**Reto A:**
Responde estas preguntas sobre el texto de la plaza de La Cebada, que aparece más abajo:
(i) ¿Qué venían a vender a la plaza los campesinos de la provincia?
(ii) ¿A qué plaza sustituyó la plaza de La Cebada como sede de ejecuciones públicas?
(iii) ¿En qué año fue conducido al cadalso de la plaza el general Riego?

**Texto proporcionado:**
---
Exuberancia y pasión

La plaza de La Cebada se hizo a sí misma plaza de mercado a lo largo de los siglos. Aquí venían los campesinos de la provincia a vender el grano de sus cosechas, y a dejarse esquilmar pagando sus diezmos en especie al Rey, a la caballería y a la Iglesia. Con el grano fueron llegando también las frutas y verduras de las huertas de la comarca hasta formarse uno de los mercados principales de la ciudad. Gómez de la Serna explica a golpe de greguería cómo germinó espontáneamente aquel zoco en su Elucidario de Madrid: "Mercado flotante, fue sembrando los huesos de guindas y albaricoques, más los huesos de carnero, de los que suele brotar casi siempre un mercado si se insiste lo bastante con la siembra y se resisten las intemperancias de la policía queriendo esterilizarle".Abundando en esta idea, Ramón, hace surgir del tronco muerto del tajo del carnicero que "parece esperar la cabeza del que ha de ser ajusticiado" el fúnebre y estéril árbol del patíbulo. La plaza de La Cebada sustituyó a la Plaza Mayor como sede de ejecuciones públicas, ignominioso mercado de bastardas emociones y nefandos entusiasmos. En 1823, cuenta Pedro de Répide, introducido en un serón, fue conducido al cadalso de la plaza el general Riego, acompañado por una vociferante multitud que le injuriaba tanto como unos días antes le había aclamado. La autoridad incompetente y tiránica decidió en aquella ocasión que el tablado de la horca fuese más alto de lo habitual para que el criminal escarmiento, presuntamente ejemplarizante, pudiera contemplarse desde lejos.
---
**Reto B:** Extrae sin cambios las filas que van desde la línea que contiene "the orange fabric" hasta la línea que contiene "[(256, 337)]", ambas incluidas.
---
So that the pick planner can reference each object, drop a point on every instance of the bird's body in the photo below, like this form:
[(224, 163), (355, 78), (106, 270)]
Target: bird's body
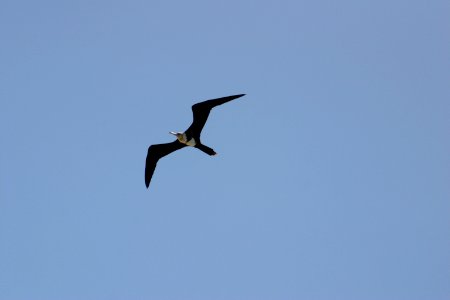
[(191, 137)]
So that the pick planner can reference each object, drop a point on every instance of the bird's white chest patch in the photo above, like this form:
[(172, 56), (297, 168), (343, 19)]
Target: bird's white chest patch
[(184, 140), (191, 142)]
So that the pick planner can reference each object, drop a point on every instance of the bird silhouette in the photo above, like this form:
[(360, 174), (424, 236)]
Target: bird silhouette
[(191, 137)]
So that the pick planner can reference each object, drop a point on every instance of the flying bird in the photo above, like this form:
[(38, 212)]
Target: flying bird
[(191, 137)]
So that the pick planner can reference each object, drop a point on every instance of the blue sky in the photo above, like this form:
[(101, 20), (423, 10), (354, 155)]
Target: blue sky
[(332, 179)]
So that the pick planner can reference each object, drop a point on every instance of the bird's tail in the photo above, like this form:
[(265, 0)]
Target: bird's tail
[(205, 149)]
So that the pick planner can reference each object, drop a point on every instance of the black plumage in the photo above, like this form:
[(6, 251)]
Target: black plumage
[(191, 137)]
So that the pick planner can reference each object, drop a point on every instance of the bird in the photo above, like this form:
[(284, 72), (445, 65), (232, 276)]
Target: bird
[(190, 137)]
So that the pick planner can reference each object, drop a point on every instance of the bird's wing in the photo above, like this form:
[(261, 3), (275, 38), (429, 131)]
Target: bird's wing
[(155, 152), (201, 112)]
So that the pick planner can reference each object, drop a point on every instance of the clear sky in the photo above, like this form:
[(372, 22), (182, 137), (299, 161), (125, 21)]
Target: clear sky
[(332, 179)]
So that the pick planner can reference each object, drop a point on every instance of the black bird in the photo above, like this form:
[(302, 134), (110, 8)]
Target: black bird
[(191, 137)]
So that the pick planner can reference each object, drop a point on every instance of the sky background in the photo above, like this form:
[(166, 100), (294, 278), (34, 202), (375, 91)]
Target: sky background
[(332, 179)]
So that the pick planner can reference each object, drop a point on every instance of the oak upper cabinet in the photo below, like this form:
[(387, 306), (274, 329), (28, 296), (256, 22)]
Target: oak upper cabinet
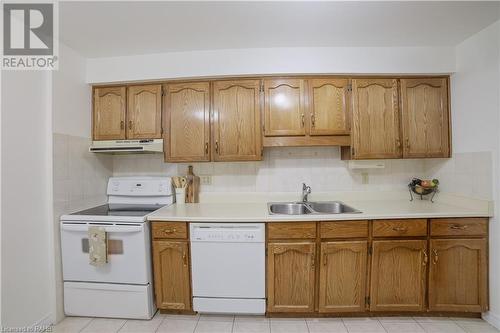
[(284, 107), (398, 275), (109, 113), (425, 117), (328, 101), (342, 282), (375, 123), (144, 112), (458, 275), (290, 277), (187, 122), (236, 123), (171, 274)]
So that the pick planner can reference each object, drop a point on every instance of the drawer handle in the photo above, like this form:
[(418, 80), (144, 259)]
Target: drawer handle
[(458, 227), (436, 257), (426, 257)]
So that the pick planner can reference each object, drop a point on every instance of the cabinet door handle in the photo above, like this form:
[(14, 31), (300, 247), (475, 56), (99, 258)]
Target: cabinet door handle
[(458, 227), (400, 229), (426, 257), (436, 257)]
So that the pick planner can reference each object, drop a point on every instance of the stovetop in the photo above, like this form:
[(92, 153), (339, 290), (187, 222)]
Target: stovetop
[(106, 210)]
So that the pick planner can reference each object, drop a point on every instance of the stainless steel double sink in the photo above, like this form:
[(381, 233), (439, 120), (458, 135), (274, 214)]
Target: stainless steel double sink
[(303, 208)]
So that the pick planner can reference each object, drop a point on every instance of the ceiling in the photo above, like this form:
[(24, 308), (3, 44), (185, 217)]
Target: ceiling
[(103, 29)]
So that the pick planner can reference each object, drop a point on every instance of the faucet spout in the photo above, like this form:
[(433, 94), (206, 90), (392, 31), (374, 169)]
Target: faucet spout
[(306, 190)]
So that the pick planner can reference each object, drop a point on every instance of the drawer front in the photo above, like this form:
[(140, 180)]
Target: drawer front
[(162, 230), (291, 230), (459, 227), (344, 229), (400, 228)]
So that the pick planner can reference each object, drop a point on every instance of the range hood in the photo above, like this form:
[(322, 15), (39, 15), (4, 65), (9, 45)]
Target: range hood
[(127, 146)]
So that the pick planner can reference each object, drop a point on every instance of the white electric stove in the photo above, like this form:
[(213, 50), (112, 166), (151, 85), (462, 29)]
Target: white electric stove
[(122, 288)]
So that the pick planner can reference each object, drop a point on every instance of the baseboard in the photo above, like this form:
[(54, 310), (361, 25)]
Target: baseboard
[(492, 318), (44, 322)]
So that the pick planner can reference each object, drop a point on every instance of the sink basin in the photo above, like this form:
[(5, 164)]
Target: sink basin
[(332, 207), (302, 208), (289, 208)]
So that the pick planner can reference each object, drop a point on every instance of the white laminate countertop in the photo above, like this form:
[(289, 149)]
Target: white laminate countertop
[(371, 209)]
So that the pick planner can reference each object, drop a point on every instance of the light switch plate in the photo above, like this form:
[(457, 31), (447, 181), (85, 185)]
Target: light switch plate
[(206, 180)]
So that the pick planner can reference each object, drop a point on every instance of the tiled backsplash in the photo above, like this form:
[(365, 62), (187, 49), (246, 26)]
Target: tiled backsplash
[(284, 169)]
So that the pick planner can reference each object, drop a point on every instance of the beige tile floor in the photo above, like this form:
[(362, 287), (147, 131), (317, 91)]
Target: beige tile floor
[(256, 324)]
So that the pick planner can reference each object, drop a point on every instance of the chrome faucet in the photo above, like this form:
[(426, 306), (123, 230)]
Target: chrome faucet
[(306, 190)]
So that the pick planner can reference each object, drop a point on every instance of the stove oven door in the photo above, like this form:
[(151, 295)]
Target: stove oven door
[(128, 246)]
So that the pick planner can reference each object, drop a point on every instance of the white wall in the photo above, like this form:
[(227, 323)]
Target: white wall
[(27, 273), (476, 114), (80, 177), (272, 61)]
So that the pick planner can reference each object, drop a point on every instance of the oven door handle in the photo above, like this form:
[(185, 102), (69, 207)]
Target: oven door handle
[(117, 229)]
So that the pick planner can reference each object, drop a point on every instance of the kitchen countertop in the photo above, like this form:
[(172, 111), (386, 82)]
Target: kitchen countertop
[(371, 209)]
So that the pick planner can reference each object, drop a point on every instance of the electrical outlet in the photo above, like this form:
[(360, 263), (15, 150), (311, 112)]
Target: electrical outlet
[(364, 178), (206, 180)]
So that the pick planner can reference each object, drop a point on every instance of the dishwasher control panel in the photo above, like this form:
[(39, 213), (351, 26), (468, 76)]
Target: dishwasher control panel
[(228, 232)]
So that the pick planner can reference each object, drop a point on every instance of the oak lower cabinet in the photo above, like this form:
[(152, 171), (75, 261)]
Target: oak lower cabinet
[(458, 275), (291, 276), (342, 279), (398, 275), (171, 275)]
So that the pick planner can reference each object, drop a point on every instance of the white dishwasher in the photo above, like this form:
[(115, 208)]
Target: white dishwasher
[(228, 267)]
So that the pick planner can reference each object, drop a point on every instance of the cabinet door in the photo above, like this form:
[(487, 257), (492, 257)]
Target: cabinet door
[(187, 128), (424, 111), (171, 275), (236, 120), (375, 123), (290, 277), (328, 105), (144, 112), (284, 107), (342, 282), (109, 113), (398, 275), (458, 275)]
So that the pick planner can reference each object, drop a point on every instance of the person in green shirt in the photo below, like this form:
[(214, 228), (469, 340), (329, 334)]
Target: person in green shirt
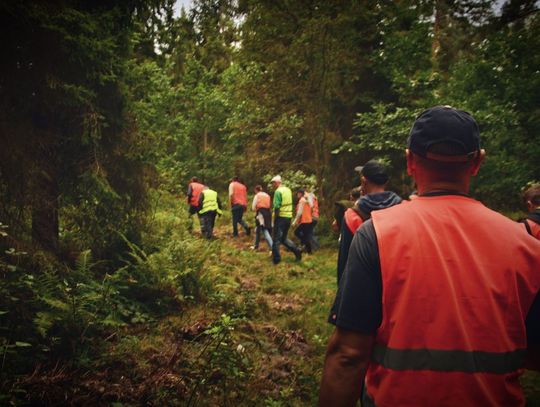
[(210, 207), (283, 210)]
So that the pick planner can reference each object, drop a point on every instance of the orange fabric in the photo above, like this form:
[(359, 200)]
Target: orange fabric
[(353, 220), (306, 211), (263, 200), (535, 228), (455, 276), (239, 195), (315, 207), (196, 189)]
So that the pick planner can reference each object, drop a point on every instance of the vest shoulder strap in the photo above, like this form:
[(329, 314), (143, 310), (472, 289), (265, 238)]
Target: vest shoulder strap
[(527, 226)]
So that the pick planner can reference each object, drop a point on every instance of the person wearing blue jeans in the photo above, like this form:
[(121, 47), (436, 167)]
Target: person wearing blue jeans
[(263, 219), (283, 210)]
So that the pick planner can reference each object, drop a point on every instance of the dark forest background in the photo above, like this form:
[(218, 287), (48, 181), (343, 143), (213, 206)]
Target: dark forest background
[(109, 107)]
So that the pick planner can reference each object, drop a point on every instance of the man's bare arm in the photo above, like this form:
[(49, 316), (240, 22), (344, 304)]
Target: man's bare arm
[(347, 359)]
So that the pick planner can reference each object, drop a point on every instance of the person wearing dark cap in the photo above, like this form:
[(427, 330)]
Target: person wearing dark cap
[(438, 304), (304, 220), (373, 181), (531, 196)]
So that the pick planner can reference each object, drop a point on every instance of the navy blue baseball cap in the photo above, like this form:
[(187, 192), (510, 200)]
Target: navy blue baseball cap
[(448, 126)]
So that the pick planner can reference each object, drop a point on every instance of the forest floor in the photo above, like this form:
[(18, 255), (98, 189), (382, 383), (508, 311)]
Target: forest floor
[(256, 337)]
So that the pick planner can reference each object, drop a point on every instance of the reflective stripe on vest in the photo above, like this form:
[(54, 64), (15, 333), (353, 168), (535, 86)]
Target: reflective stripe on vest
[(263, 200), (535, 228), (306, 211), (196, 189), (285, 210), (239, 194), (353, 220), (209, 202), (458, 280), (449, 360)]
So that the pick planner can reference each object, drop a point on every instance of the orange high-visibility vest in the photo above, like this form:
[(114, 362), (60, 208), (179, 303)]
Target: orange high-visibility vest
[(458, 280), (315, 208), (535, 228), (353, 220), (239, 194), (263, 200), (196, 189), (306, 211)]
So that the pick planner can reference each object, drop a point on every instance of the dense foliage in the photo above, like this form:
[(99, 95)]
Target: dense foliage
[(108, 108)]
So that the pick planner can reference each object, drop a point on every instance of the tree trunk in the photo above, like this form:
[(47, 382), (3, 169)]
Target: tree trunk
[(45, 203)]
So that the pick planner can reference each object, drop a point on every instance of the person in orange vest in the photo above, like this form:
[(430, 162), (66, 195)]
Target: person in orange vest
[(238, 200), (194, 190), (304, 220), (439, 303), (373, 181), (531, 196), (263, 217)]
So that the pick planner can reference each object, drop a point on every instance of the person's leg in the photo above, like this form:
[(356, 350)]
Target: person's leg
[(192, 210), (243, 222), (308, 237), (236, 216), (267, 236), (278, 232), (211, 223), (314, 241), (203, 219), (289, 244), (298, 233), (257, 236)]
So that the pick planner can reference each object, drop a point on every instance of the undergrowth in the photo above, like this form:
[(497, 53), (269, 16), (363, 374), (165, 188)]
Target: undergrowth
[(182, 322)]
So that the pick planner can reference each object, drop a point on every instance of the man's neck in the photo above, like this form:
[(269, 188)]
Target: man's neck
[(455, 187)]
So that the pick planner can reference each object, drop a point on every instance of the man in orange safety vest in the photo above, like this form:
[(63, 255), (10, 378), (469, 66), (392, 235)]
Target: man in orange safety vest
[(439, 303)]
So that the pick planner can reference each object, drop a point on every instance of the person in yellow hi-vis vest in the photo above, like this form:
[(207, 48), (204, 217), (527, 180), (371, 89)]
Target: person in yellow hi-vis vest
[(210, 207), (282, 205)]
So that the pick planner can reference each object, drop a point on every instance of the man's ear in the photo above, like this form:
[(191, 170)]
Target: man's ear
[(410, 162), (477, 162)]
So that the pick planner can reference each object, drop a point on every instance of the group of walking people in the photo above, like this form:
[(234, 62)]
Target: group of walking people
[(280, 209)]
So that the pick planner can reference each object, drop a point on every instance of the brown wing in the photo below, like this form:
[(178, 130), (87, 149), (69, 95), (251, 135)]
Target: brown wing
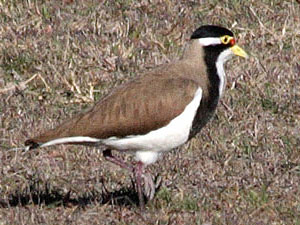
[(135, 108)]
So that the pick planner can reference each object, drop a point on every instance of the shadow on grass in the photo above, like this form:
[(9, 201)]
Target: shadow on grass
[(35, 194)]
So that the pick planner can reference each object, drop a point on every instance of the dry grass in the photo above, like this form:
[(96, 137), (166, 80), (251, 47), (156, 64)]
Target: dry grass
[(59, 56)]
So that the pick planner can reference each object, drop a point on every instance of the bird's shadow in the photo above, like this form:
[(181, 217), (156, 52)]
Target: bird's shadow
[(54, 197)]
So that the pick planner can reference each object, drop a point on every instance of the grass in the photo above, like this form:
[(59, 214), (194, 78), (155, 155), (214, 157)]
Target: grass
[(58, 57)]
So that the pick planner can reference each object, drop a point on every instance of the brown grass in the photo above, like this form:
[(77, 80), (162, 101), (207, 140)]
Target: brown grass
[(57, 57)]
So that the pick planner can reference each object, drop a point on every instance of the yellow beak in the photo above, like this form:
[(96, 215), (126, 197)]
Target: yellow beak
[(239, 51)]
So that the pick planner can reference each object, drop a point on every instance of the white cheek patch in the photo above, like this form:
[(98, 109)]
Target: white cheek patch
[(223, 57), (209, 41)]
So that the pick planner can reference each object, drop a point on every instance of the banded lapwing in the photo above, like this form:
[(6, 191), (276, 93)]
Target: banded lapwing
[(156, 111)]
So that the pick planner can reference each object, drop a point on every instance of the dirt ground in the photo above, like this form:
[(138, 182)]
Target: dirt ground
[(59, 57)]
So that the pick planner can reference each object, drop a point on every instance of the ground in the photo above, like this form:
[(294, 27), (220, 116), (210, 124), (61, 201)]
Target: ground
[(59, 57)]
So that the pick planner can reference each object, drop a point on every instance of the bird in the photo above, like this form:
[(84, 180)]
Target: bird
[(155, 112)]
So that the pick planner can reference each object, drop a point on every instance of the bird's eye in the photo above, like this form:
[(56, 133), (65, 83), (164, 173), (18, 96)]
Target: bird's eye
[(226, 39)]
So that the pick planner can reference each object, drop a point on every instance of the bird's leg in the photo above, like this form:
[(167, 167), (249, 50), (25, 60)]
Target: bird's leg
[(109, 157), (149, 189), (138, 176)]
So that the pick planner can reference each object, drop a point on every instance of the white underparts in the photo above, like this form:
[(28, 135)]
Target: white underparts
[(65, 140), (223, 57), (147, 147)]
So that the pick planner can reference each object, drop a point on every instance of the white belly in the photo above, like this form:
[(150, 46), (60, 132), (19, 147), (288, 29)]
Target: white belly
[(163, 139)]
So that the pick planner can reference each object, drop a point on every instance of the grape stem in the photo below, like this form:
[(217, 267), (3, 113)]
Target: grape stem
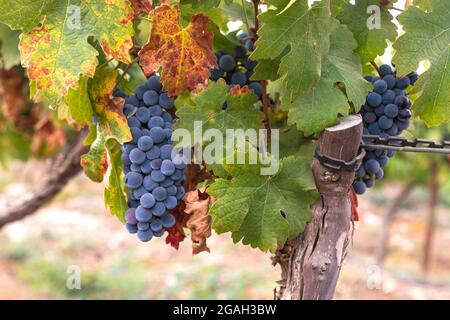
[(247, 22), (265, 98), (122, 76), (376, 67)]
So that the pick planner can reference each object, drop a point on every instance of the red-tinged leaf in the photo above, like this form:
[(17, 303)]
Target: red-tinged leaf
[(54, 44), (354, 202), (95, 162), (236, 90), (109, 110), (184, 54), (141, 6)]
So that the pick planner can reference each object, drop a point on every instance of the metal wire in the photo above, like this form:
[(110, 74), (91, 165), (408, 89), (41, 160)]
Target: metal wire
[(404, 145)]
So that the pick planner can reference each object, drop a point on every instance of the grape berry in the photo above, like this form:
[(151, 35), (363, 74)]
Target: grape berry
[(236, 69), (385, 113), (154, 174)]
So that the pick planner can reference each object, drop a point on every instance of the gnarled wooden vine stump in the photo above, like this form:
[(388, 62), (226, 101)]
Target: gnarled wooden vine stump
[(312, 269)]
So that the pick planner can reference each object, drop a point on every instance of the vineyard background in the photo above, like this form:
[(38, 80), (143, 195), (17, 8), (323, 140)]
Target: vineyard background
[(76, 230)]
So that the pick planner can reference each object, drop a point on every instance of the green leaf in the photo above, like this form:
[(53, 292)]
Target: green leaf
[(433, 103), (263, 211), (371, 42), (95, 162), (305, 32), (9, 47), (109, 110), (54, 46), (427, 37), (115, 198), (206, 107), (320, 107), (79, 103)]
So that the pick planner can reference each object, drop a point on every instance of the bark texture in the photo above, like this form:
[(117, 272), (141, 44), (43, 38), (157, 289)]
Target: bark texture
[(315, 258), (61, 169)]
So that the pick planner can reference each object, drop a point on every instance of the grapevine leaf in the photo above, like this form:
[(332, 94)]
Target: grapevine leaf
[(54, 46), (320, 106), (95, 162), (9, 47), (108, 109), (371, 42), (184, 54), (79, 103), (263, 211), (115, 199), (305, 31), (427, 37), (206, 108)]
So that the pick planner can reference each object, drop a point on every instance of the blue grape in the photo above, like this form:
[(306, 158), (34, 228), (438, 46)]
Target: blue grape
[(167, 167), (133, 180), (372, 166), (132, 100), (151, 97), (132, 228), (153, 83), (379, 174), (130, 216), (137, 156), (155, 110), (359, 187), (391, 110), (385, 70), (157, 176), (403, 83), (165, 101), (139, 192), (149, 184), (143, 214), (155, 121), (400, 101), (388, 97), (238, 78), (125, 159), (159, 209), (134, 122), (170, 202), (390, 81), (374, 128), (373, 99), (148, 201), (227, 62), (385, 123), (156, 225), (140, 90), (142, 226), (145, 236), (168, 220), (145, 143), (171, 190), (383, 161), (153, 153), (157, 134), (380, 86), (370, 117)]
---
**Respuesta completa A:**
(i) El grano de sus cosechas.
(ii) A la Plaza Mayor.
(iii) En 1823.

**Respuesta completa B:**
So that the pick planner can reference each object, drop a point on every instance of the orange fabric in the photo above, like this form:
[(359, 200)]
Target: orange fabric
[(353, 220), (306, 211), (263, 200), (535, 228), (455, 276), (239, 195), (315, 207), (196, 189)]
So that the pick planner can reference each object, drop a point on every instance of the vest shoulder strap in the photo above, like this form:
[(329, 314), (143, 310), (472, 289), (265, 238)]
Target: vest shoulder strap
[(527, 226)]
So that the pick planner can reference each object, drop a point on every instance of the person wearing blue jeans in the photo above, like this form:
[(121, 47), (436, 167)]
Target: person wearing blue jeans
[(263, 219), (283, 210)]
So that the pick planner can reference each object, drop a point on every instance of the dark forest background in the photo above, like this form:
[(218, 287), (48, 181), (343, 143), (213, 206)]
Target: dark forest background
[(109, 107)]
So that the pick planner can reference each object, drop a point on every instance of the man's bare arm in the photo above, like this form:
[(49, 316), (240, 22), (344, 304)]
Target: man's bare arm
[(347, 359)]
So that the pick planner can reference each object, drop a point on every instance of the person wearing dark cap in the photo above, like this form:
[(427, 330)]
Target: person wearing dark cap
[(438, 304), (304, 220), (373, 181), (531, 196)]
So that the pick planner can reference each object, drop a point on every instance of the navy blue baseball cap in the photo above, like this form:
[(187, 192), (510, 200)]
Target: navy blue baseball cap
[(448, 126)]
So that the pick planner can reference each object, drop a point on every instance of the forest floor in the photo above, like this form:
[(18, 255), (98, 189), (382, 383), (508, 311)]
Target: forest floor
[(256, 337)]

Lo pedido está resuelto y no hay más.